_Dataset excerpts_

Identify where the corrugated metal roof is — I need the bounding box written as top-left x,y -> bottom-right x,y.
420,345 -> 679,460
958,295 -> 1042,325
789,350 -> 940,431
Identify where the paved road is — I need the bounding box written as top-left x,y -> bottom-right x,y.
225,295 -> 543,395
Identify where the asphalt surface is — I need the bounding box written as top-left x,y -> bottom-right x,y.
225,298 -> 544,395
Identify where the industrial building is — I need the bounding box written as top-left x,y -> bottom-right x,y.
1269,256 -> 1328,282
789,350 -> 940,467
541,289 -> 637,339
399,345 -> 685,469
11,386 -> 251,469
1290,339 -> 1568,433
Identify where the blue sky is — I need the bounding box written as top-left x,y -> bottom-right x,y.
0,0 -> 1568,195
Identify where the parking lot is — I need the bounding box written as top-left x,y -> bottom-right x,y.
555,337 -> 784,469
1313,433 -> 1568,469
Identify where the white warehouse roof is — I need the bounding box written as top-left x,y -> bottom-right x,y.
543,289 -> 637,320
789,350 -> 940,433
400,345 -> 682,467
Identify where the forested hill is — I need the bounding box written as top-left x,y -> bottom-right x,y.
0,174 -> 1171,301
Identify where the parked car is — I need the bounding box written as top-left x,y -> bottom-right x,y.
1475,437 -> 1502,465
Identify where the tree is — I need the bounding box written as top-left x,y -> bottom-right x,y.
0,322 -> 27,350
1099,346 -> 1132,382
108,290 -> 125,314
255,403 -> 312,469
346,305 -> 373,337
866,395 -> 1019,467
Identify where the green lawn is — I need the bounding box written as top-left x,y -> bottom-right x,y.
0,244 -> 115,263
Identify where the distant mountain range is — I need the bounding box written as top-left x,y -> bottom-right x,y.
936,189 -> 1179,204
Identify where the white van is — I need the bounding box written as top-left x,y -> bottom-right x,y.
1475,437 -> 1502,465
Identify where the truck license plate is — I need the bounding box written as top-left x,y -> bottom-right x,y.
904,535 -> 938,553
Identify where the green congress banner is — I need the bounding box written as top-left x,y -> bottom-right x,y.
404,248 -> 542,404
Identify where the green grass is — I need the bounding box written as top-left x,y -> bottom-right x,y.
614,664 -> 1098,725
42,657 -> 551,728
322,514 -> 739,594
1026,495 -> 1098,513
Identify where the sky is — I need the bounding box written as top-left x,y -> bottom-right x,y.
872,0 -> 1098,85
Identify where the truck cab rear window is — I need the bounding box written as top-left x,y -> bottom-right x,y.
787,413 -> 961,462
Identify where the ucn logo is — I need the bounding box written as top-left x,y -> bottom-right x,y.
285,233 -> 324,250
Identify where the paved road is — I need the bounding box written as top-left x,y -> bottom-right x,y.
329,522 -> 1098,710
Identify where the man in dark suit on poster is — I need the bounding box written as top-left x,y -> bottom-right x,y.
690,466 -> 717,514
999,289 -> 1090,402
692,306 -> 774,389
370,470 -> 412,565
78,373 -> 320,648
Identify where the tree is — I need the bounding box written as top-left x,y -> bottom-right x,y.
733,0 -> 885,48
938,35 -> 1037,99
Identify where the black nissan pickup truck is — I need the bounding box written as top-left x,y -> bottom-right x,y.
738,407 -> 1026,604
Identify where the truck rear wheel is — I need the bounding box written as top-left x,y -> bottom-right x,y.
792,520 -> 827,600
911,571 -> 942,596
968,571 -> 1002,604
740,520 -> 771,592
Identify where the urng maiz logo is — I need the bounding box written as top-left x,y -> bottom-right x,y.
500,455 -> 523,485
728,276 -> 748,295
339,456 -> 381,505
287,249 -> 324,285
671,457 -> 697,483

_What is needed_
Reproduce the items from the first line through the line containing "866,395 -> 1019,467", switching "parking lot" to "parking area" and leaving everything else unchanged.

_Written answer_
Identify where the corrugated metal roof is — I need the bounding box written as top-left x,y -> bottom-right x,y.
420,345 -> 679,460
958,295 -> 1042,325
789,350 -> 940,431
Identify where the paved road is — I need the bounding box written as top-left x,y -> bottom-right x,y.
225,295 -> 543,395
Identify where the asphalt surface is — I need the bounding box written as top-left x,y -> bottom-right x,y.
225,298 -> 544,395
Identify where the industrial building is — I need the bounding box written as top-left x,y -> bottom-right x,y.
1269,256 -> 1328,282
789,350 -> 940,467
541,289 -> 637,339
399,345 -> 685,469
11,386 -> 251,469
1290,339 -> 1568,433
Identify where the blue sky is — I need the bounding box written as top-left x,y -> bottom-right x,y.
0,0 -> 1568,195
Identify where the parking area is — I need the bounding box written as top-left x,y -> bottom-right x,y.
555,337 -> 784,469
1313,433 -> 1568,469
Identify where the white warehouse roof is — I need the bounding box written as top-left x,y -> bottom-right x,y.
543,289 -> 637,320
789,350 -> 940,433
400,345 -> 682,467
Identify where the forested hill is — I need the bounding box written as top-left x,y -> bottom-right x,y.
0,174 -> 1171,301
Identify where the parked car is — I need the bounding box written as top-left x,y -> bottom-right x,y.
1475,437 -> 1502,465
Identify where the tree is — I need the bounding box written as top-left x,y -> bottom-right x,y.
0,322 -> 27,350
1099,346 -> 1132,382
108,290 -> 125,314
255,403 -> 312,469
346,305 -> 373,337
866,395 -> 1019,467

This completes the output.